# [What is asked]
Return all of the entries exactly, with nothing added or left out.

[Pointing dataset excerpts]
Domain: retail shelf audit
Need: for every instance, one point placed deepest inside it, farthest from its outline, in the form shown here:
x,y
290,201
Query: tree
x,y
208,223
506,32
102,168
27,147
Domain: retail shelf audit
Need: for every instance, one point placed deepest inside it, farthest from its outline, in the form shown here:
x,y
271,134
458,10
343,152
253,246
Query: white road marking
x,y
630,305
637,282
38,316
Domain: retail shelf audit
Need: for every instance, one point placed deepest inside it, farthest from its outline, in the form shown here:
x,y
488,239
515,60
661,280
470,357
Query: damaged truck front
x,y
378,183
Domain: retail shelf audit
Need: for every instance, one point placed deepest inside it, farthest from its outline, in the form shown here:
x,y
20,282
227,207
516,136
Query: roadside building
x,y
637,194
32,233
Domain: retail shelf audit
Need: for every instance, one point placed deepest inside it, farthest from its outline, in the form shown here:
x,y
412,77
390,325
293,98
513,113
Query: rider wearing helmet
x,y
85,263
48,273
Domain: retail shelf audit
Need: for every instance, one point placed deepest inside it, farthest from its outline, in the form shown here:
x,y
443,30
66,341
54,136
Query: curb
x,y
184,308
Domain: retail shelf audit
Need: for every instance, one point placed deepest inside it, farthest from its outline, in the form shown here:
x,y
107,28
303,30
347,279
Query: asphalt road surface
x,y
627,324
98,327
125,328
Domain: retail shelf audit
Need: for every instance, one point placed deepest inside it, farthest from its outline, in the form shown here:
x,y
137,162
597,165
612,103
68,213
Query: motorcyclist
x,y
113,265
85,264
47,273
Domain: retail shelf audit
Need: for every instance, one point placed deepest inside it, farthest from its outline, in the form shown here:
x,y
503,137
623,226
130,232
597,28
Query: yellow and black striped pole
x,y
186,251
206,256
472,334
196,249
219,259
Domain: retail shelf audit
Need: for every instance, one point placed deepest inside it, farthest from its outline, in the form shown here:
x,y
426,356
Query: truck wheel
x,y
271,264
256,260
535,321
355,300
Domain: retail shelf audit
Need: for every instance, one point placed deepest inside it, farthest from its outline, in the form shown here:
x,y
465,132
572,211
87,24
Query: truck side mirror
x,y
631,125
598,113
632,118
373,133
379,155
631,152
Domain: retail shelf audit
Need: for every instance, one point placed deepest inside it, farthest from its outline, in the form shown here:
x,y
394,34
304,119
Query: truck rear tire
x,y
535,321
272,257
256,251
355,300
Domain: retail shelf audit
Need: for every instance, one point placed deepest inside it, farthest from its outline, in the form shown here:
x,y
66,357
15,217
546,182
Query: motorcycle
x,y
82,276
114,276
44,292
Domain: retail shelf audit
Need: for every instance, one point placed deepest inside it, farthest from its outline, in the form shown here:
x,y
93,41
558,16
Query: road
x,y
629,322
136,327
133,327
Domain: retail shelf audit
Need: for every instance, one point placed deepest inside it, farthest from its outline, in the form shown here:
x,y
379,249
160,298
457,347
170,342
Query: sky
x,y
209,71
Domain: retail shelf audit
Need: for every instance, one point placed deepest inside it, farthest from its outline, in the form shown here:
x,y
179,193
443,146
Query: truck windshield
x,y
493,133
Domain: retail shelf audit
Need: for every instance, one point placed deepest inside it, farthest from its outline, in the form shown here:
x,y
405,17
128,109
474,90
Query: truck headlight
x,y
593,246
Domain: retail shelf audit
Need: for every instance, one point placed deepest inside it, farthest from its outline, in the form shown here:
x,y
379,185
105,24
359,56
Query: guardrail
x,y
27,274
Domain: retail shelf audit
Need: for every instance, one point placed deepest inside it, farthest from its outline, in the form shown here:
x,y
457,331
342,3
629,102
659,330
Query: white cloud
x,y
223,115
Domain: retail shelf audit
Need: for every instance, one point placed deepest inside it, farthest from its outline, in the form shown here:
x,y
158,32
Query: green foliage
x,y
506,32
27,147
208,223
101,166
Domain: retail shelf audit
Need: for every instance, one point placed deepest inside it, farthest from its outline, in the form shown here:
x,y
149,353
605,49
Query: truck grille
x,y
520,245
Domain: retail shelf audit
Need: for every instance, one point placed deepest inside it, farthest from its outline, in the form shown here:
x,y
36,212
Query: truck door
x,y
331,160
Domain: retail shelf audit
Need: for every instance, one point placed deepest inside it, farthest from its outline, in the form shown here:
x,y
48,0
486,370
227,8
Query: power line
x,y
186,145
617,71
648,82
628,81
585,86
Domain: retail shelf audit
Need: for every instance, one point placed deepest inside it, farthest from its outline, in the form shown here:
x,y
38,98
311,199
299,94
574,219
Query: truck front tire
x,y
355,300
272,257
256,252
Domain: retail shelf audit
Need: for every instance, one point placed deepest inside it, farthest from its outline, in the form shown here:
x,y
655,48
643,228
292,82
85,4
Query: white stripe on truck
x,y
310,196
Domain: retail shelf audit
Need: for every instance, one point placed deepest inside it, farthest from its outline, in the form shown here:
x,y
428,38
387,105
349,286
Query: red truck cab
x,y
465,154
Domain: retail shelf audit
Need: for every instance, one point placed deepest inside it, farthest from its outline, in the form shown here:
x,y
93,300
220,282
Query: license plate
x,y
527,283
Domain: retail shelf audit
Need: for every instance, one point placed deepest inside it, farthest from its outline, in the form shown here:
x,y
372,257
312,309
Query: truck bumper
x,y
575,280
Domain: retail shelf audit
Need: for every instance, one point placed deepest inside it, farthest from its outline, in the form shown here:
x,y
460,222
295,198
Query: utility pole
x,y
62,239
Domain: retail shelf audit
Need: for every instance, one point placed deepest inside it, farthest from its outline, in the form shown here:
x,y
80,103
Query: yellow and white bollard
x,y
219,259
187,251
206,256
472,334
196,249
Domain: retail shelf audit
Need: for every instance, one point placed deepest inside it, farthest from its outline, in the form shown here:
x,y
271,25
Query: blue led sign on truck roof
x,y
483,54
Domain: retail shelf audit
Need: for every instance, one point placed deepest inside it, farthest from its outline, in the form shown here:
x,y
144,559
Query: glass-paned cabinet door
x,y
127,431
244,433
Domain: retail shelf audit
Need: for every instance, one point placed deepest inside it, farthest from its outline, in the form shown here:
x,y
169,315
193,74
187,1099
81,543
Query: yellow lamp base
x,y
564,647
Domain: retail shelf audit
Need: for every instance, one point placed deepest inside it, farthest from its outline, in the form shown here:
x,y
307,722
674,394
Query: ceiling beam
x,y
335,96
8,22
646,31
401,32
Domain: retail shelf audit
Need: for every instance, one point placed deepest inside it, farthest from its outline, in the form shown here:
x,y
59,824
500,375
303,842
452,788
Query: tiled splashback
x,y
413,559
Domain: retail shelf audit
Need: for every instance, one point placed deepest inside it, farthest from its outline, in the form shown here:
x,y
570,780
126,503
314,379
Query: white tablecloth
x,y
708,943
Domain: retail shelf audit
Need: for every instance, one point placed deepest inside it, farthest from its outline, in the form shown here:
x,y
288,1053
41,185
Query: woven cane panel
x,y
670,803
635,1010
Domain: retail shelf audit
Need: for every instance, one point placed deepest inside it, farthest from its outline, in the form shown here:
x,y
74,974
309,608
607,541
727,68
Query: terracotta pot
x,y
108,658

# [Solution for this problem]
Domain: retail shelf audit
Need: for every instance, one point placed deepest inside it, farthest from its outline, in the form shown here:
x,y
290,201
Query: tree
x,y
208,223
506,32
102,168
27,147
Domain: retail shelf audit
Need: for every instance, one point placed deepest inside it, farthest from its outline, in the form shown here:
x,y
271,134
458,10
343,152
253,246
Query: white road marking
x,y
630,305
637,282
38,316
Domain: retail shelf audit
Need: for every instance, one point placed deepest inside it, farthest from its outline, in the form shown here:
x,y
488,239
515,60
661,280
470,357
Query: damaged truck front
x,y
378,183
Domain: retail shelf audit
Need: for every instance, one point placed deepest inside it, farthest from its outline, in the form shown here:
x,y
20,282
227,207
516,136
Query: roadside building
x,y
637,194
32,233
Domain: retail shelf audit
Need: for every instance, one point placed deepest inside it, farthest from its outline, in the form shown here:
x,y
412,77
390,325
293,98
513,113
Query: rider wearing helmet
x,y
85,263
48,273
Domain: retail shelf audit
Need: for every instance, one point placed deepest inside it, farthest from its outline, in the form shown here:
x,y
443,30
66,341
54,136
Query: curb
x,y
184,308
Domain: retail shelf audit
Need: for every instance, one point placed deepest inside it, farthest from its outline, in the form shown here:
x,y
107,28
303,30
347,279
Query: asphalt road surface
x,y
627,324
98,327
125,328
Domain: retail shelf audit
Need: for every instance, one point placed deepest inside it, farthest from its outline, in the form shown here:
x,y
137,162
597,165
612,103
68,213
Query: motorcyclist
x,y
113,265
85,264
47,273
Domain: retail shelf audit
Need: for every instance, one point placed deepest inside it, farthest from its outline, in the form shown here:
x,y
503,137
623,226
130,232
597,28
Query: yellow and black striped pole
x,y
186,251
206,256
472,334
196,249
219,259
Domain: retail shelf audit
Need: for every instance, one point placed deepest inside it, farthest from its outline, in the form shown here:
x,y
426,356
Query: truck wheel
x,y
271,264
256,260
535,321
355,300
Domain: retail shelf audit
Need: for every instance, one point placed deepest inside it, farthest from its outline, in the form shown here:
x,y
465,132
572,211
87,24
Query: truck side mirror
x,y
631,125
598,113
632,118
373,133
379,155
631,152
Domain: retail shelf audit
Need: for every instance, one point placed deepest inside it, farthest from its outline, in the form shown here:
x,y
394,34
304,119
Query: truck rear tire
x,y
535,321
272,257
256,251
355,300
Domain: retail shelf audit
Need: for every instance, one point placed deepest inside it, farthest from its outline, in the form shown here:
x,y
66,357
15,217
546,182
Query: motorcycle
x,y
82,276
114,276
44,292
Domain: retail shelf audit
Need: for every instance, one point placed deepest inside it, farthest from its outline, in the form shown here:
x,y
93,41
558,16
Query: road
x,y
629,322
136,327
133,327
Domain: retail shelf audit
Need: for every instance, one point placed deepest inside it, farthest from its outline, in the form shown here:
x,y
379,249
160,298
457,347
170,342
Query: sky
x,y
209,71
Domain: retail shelf audit
Need: for every instance, one point placed deepest inside it, farthest from its outline, in the form shown here:
x,y
179,193
443,146
Query: truck windshield
x,y
493,133
Domain: retail shelf audit
Need: for every instance, one point placed deepest inside it, farthest from its outline, in the form shown here:
x,y
405,17
128,109
474,90
Query: truck headlight
x,y
593,246
Domain: retail shelf audit
Need: for every instance, one point placed deepest inside it, farthest from its outline, in the form shown here:
x,y
379,185
105,24
359,56
Query: guardrail
x,y
27,274
Domain: retail shelf audit
Need: for every instance, one point placed deepest inside it, farthest from its outline, in the form shown here:
x,y
457,331
342,3
629,102
659,330
Query: white cloud
x,y
223,115
Domain: retail shelf audit
Need: for every instance, one point placed deepest inside it, farthest from its outline, in the form shown here:
x,y
158,32
Query: green foliage
x,y
506,32
27,147
208,223
101,166
Domain: retail shelf audit
Need: for every instance, one point placed deepest inside it, farthest from its outline, in the form shown here:
x,y
149,353
605,49
Query: truck grille
x,y
520,245
Domain: retail shelf audit
Need: for every instance, one point placed deepest inside it, farthest from its outline, in the form shown here:
x,y
36,212
Query: truck door
x,y
331,160
Domain: retail shelf audit
Need: for every instance, one point placed deepest inside it, farthest from its outline, in the form shown here:
x,y
48,0
486,370
227,8
Query: power line
x,y
186,145
617,71
648,82
628,81
585,86
Domain: retail shelf audit
Need: for every instance, one point placed deepest inside it, farthest from its outline, in the form shown here:
x,y
38,98
311,199
299,94
574,219
Query: truck front tire
x,y
355,300
272,257
256,252
Domain: retail shelf audit
Need: for every instance, one point placed deepest inside it, farthest from its outline, in the form shown here:
x,y
655,48
643,228
292,82
85,4
Query: white stripe on truck
x,y
310,196
Domain: retail shelf audit
Need: for every instance, one point placed deepest inside it, farthest from its outline, in the form shown here:
x,y
428,38
387,105
349,286
Query: red truck cab
x,y
465,154
Domain: retail shelf audit
Need: for every instance, one point placed deepest inside it, farthest from its outline, in the form shown here:
x,y
93,300
220,282
Query: license plate
x,y
527,283
Domain: retail shelf audit
Need: for every instance, one point placed deepest inside it, farthest from its outline, in the form shown here:
x,y
372,257
312,309
Query: truck bumper
x,y
575,280
Domain: retail shelf audit
Need: for every instance, one point placed deepest inside it, farthest from its outline, in the form shown here:
x,y
460,222
295,198
Query: utility pole
x,y
62,239
Domain: retail shelf audit
Need: for every instance, one point placed deepest inside it, farthest from its outline, in the form shown here:
x,y
80,103
Query: yellow and white bollard
x,y
219,259
187,251
206,256
472,334
196,249
Domain: retail shelf audit
Need: for every instance, one point placed deepest inside it, farthest from its outline, in the form shown here:
x,y
271,25
Query: blue led sign on truck roof
x,y
483,54
Domain: retail shelf audit
Need: for every instance, one point placed deepest inside it, farthest from its outline, in the form shown here:
x,y
144,559
Query: glass-paned cabinet door
x,y
127,431
244,433
Domain: retail shelf audit
Need: for every instance, one point placed deepest inside it, farthest from its outline, in the form shown here:
x,y
169,315
193,74
187,1099
81,543
Query: yellow lamp base
x,y
564,647
Domain: retail shelf audit
Need: for every instance, one point placed deepest inside it, farthest from its outline, in the form shown here:
x,y
307,722
674,394
Query: ceiling beam
x,y
335,96
8,22
646,31
401,32
Domain: retail shelf audit
Need: for every instance, one point placed deepest inside it, farthest from its outline, in the form shown here:
x,y
59,824
500,375
303,842
452,788
Query: tiled splashback
x,y
413,559
Domain: retail shelf audit
Need: for every instance, one point placed deepest inside it, farthest from its outline, in the form shown here:
x,y
570,780
126,503
314,379
Query: white tablecloth
x,y
708,943
Domain: retail shelf audit
Need: for every instance, one point placed deepest inside it, farthest from its outline, in the form shown here:
x,y
288,1053
41,185
Query: woven cane panel
x,y
670,803
635,1010
Domain: retail shelf audit
Need: for every instance, one point placed deepest inside it, farthest from its outline, in the form shown here:
x,y
74,974
309,608
607,541
727,68
Query: terracotta pot
x,y
108,658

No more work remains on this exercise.